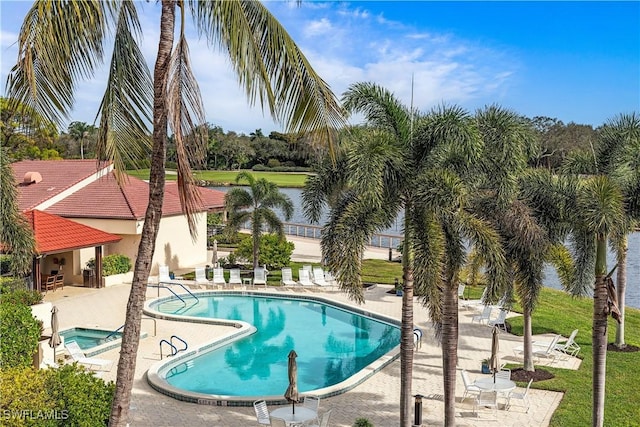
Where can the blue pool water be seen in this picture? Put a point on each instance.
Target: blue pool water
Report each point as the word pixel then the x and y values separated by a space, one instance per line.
pixel 89 338
pixel 332 345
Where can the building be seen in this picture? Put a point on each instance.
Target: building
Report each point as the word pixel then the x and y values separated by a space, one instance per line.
pixel 111 217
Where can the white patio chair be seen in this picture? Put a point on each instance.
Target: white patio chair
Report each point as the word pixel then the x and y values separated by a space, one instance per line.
pixel 500 320
pixel 519 395
pixel 310 270
pixel 92 363
pixel 218 276
pixel 304 278
pixel 287 277
pixel 486 399
pixel 469 387
pixel 318 277
pixel 201 277
pixel 262 412
pixel 474 303
pixel 484 316
pixel 260 276
pixel 234 277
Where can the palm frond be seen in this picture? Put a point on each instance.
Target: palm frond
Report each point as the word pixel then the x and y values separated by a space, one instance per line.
pixel 125 110
pixel 187 121
pixel 52 59
pixel 270 66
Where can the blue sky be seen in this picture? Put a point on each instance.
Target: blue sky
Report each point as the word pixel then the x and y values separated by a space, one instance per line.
pixel 575 61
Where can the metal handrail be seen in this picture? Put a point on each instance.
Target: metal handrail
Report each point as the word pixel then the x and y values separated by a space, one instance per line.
pixel 174 350
pixel 183 287
pixel 113 332
pixel 181 340
pixel 171 290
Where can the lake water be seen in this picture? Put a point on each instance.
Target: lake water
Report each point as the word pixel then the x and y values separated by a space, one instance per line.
pixel 551 278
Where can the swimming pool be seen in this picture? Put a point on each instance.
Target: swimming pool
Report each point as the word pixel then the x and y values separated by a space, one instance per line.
pixel 92 340
pixel 338 347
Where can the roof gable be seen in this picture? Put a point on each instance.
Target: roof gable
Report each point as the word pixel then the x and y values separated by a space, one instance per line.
pixel 56 234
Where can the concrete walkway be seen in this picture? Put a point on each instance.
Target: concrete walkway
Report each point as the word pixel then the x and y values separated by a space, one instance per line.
pixel 376 399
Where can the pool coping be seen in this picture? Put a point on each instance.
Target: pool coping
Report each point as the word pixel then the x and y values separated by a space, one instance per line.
pixel 155 373
pixel 109 345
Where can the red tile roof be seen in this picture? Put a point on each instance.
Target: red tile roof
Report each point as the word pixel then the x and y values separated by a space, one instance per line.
pixel 102 198
pixel 105 199
pixel 55 234
pixel 57 176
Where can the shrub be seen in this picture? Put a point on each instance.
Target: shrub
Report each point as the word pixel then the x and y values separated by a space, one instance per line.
pixel 112 264
pixel 69 395
pixel 273 163
pixel 85 397
pixel 20 332
pixel 5 264
pixel 275 251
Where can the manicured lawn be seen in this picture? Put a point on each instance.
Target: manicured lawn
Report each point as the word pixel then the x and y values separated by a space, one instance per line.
pixel 282 179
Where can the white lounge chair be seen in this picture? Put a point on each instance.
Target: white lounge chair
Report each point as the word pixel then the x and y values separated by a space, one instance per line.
pixel 90 362
pixel 469 387
pixel 201 277
pixel 234 277
pixel 218 276
pixel 484 316
pixel 520 396
pixel 310 270
pixel 262 412
pixel 475 303
pixel 318 277
pixel 304 278
pixel 260 276
pixel 287 277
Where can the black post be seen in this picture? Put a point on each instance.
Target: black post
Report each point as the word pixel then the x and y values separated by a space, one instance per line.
pixel 417 410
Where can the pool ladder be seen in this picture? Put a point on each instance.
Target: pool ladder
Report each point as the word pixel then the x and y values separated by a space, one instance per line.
pixel 174 350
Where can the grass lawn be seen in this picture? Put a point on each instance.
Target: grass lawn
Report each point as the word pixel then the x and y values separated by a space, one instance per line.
pixel 282 179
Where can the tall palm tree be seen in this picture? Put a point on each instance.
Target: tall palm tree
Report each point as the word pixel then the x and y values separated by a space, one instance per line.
pixel 15 234
pixel 271 67
pixel 366 188
pixel 78 132
pixel 261 198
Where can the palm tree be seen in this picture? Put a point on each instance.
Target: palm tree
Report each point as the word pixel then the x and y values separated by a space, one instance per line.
pixel 78 132
pixel 15 234
pixel 261 198
pixel 271 67
pixel 366 187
════════
# Work to do
Output as a numbered list every line from the line containing "Where can the palm tree" through the final line of the rows, both included. Omit any blank lines.

# The completed task
1. Where can the palm tree be seen in this picture? Put a point on each instance.
2. Target: palm tree
3. Report each point as the word pixel then the x and y values separated by a space, one instance per line.
4. pixel 78 132
5. pixel 15 234
6. pixel 261 198
7. pixel 271 67
8. pixel 366 187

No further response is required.